Task directions
The listing beneath should be written out in full, exactly as shown.

Dataset records
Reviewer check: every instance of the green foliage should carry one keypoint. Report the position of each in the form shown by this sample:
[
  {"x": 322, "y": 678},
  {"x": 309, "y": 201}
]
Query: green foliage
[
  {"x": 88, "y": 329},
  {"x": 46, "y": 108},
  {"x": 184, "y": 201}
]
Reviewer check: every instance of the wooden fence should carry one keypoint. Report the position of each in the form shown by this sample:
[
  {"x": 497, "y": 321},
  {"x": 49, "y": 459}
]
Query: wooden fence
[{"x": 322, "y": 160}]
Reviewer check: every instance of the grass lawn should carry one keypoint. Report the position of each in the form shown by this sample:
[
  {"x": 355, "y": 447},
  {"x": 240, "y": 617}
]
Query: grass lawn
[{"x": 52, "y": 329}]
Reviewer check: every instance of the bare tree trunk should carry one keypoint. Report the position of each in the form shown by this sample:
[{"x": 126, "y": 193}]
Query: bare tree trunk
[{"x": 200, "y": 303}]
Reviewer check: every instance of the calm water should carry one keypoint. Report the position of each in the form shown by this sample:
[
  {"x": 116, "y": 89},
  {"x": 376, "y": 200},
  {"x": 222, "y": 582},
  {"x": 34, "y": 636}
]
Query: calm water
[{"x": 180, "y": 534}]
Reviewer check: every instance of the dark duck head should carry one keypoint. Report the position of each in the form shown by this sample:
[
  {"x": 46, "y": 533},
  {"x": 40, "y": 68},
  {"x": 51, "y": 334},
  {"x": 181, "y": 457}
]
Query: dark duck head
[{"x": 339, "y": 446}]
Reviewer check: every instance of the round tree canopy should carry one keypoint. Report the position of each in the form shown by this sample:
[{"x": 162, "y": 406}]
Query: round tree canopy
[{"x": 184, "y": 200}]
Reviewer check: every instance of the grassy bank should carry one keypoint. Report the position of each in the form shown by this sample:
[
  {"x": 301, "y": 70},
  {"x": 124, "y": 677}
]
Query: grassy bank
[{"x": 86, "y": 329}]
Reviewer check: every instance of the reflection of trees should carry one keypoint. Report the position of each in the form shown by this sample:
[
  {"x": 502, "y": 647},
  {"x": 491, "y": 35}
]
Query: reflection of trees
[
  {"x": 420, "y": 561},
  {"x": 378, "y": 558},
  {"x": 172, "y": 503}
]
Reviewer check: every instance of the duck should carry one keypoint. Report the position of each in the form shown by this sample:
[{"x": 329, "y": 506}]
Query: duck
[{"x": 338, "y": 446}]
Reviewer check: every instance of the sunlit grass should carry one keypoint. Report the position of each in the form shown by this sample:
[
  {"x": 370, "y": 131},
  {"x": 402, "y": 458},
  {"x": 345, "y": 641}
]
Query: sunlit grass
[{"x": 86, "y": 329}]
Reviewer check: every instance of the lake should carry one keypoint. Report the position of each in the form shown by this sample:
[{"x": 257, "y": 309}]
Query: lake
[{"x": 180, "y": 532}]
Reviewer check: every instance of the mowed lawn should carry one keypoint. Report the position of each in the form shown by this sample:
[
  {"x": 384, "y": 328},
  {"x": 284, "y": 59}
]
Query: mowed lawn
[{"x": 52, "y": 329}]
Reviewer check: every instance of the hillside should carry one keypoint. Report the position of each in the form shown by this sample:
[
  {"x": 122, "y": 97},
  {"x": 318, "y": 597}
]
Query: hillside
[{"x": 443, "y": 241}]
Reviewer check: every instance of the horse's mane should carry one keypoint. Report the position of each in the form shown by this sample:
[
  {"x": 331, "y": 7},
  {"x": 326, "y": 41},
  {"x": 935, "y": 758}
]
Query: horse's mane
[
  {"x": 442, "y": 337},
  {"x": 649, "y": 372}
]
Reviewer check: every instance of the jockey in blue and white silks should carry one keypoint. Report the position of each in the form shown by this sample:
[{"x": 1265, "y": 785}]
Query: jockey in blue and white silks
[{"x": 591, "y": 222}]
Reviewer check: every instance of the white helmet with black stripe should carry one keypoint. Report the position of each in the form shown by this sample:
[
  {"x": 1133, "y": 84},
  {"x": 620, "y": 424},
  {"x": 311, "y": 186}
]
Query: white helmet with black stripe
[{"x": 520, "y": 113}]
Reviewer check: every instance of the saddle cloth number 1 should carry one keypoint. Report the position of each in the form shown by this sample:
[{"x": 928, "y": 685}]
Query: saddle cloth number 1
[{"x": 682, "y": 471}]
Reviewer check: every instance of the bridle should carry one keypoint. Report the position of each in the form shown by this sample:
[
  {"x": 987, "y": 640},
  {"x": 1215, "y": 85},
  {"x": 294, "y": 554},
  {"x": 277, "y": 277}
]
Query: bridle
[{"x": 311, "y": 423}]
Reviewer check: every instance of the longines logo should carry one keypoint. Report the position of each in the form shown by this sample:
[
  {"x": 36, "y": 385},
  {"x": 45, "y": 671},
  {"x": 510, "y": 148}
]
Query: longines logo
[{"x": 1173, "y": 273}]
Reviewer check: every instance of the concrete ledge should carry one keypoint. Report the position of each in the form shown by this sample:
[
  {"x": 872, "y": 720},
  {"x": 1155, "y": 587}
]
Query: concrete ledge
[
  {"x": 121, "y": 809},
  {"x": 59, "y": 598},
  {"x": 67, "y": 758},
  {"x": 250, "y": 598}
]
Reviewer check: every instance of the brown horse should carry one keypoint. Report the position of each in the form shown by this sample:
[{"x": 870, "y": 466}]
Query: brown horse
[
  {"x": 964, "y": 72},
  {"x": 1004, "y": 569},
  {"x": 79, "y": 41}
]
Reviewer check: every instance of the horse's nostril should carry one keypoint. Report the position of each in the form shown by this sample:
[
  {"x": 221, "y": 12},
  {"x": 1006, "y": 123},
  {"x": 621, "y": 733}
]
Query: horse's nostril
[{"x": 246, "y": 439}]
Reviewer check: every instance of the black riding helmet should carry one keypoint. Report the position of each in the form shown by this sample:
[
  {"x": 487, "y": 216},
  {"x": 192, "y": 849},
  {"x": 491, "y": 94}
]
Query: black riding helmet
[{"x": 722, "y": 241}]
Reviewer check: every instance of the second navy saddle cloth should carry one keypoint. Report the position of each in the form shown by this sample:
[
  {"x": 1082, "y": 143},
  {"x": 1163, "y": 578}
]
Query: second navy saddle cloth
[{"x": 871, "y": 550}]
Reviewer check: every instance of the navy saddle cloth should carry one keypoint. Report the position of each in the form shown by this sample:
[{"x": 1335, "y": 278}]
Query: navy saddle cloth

Solution
Reviewer check: every instance of the green foliage should carry one keypoint. Report the position of each in the form shown by this sample:
[
  {"x": 322, "y": 678},
  {"x": 309, "y": 201}
]
Query: green foliage
[
  {"x": 88, "y": 329},
  {"x": 46, "y": 108},
  {"x": 184, "y": 201}
]
Reviewer check: every instance of the wooden fence should carry one keypoint. Report the position of each in the form shown by this sample:
[
  {"x": 497, "y": 321},
  {"x": 49, "y": 459}
]
Query: wooden fence
[{"x": 322, "y": 160}]
Reviewer check: every instance of the grass lawn should carry one keypoint. Report the position of each in the form shown by this sample:
[
  {"x": 355, "y": 447},
  {"x": 240, "y": 617}
]
Query: grass lawn
[{"x": 52, "y": 329}]
Reviewer check: every instance of the bare tree trunk should carry one keypoint. Report the position of each in the form shown by this sample:
[{"x": 126, "y": 193}]
Query: bare tree trunk
[{"x": 200, "y": 303}]
Reviewer check: every instance of the calm water should carry one keypoint. Report the position of each in the form shown by this sample:
[
  {"x": 116, "y": 89},
  {"x": 376, "y": 200},
  {"x": 222, "y": 582},
  {"x": 34, "y": 636}
]
Query: calm water
[{"x": 180, "y": 534}]
Reviewer check: every instance of the dark duck head should carry one keypoint. Report the position of each in the form shown by this sample:
[
  {"x": 46, "y": 533},
  {"x": 40, "y": 68},
  {"x": 51, "y": 334},
  {"x": 181, "y": 457}
]
Query: dark duck head
[{"x": 339, "y": 446}]
Reviewer check: every instance of the round tree canopy should carry one keypoint. Report the position of each in the form shown by this sample:
[{"x": 162, "y": 406}]
Query: round tree canopy
[{"x": 184, "y": 200}]
Reviewer check: every instance of the grassy bank should carry one keypoint. Report the position of each in the form shown by this sample:
[
  {"x": 301, "y": 70},
  {"x": 124, "y": 677}
]
Query: grassy bank
[{"x": 86, "y": 329}]
Reviewer check: every instance of the reflection of trees should carry one keypoint. Report the position of each in the form shown by this sample:
[
  {"x": 502, "y": 647},
  {"x": 491, "y": 35}
]
Query: reflection of trees
[
  {"x": 420, "y": 561},
  {"x": 378, "y": 558},
  {"x": 172, "y": 503}
]
Reviewer check: every instance of the duck should carry one keypoint. Report the position of each in the form shown by this sample:
[{"x": 329, "y": 506}]
Query: duck
[{"x": 338, "y": 446}]
Reviewer check: every instance of the sunlit grass should carry one keypoint. Report the position of each in the form shown by this sample:
[
  {"x": 370, "y": 131},
  {"x": 402, "y": 458},
  {"x": 345, "y": 641}
]
Query: sunlit grass
[{"x": 86, "y": 329}]
Reviewer check: every instance of the lake should carry one keypoint. Report the position of each in the form shown by this sample:
[{"x": 257, "y": 309}]
Query: lake
[{"x": 180, "y": 532}]
Reviewer check: every instance of the mowed lawn should carry one keypoint. Report the position of each in the form shown by this sample:
[
  {"x": 384, "y": 328},
  {"x": 284, "y": 59}
]
Query: mowed lawn
[{"x": 52, "y": 329}]
Reviewer check: every instance of the hillside should carry one keypoint. Report the position of each in the form shown by this sample:
[
  {"x": 122, "y": 97},
  {"x": 318, "y": 597}
]
Query: hillside
[{"x": 443, "y": 241}]
Reviewer check: every instance of the horse's mane should carry one keypoint. Report the position of each in the form shown by this sample:
[
  {"x": 331, "y": 7},
  {"x": 326, "y": 41},
  {"x": 935, "y": 758}
]
Query: horse's mane
[
  {"x": 442, "y": 337},
  {"x": 649, "y": 372}
]
Reviewer check: every instance of the jockey in blue and white silks should carry one keypoint. Report the position of each in the form shown by this sample:
[{"x": 1265, "y": 785}]
Query: jockey in blue and white silks
[{"x": 591, "y": 222}]
Reviewer check: every instance of the white helmet with black stripe should carry one keypoint. Report the position of each in the form shown by this sample:
[
  {"x": 1133, "y": 84},
  {"x": 620, "y": 424},
  {"x": 311, "y": 186}
]
Query: white helmet with black stripe
[{"x": 520, "y": 113}]
Reviewer check: every instance of the saddle cloth number 1 should carry one keypoint. Report the position of each in the form shown by this sample:
[{"x": 928, "y": 685}]
Query: saddle cloth number 1
[{"x": 682, "y": 471}]
Reviewer check: every instance of the bridle should carry one keypoint. Report the position of each in the form shown by this sample:
[
  {"x": 987, "y": 640},
  {"x": 1215, "y": 85},
  {"x": 294, "y": 554},
  {"x": 277, "y": 277}
]
Query: bridle
[{"x": 311, "y": 423}]
Reviewer check: every instance of the longines logo should carry one keypoint. Report the position of each in the form shown by this sample:
[
  {"x": 36, "y": 385},
  {"x": 45, "y": 671},
  {"x": 510, "y": 148}
]
Query: longines logo
[{"x": 1173, "y": 273}]
Reviewer check: every instance of the concrete ledge should carry one keypoint. Report the position of each in the form shown by this sample:
[
  {"x": 872, "y": 720},
  {"x": 1155, "y": 587}
]
Query: concrete ledge
[
  {"x": 121, "y": 809},
  {"x": 59, "y": 598},
  {"x": 67, "y": 758},
  {"x": 250, "y": 598}
]
Reviewer check: every instance of the brown horse should carry one keypoint. Report the position of each in the form shown by this sample:
[{"x": 870, "y": 466}]
Query: brown horse
[
  {"x": 964, "y": 72},
  {"x": 1004, "y": 569},
  {"x": 79, "y": 41}
]
Reviewer check: every instance of the horse's nostril should carry one keypoint. Report the position of each in the form shown by this sample:
[
  {"x": 221, "y": 12},
  {"x": 1006, "y": 123},
  {"x": 621, "y": 733}
]
Query: horse's nostril
[{"x": 246, "y": 439}]
Reviewer check: every instance of the black riding helmet should carry one keypoint. Report the position of each in the form shown by this sample:
[
  {"x": 487, "y": 216},
  {"x": 192, "y": 849},
  {"x": 491, "y": 94}
]
Query: black riding helmet
[{"x": 722, "y": 241}]
Reviewer check: every instance of the second navy saddle cloth should carry one keypoint. Report the position of each in the form shown by this sample:
[
  {"x": 1082, "y": 143},
  {"x": 1163, "y": 578}
]
Query: second navy saddle cloth
[{"x": 871, "y": 550}]
Reviewer check: every instance of the navy saddle cloth should carry one keypoint. Report the position of each in the form shown by this sample:
[{"x": 1335, "y": 278}]
Query: navy saddle cloth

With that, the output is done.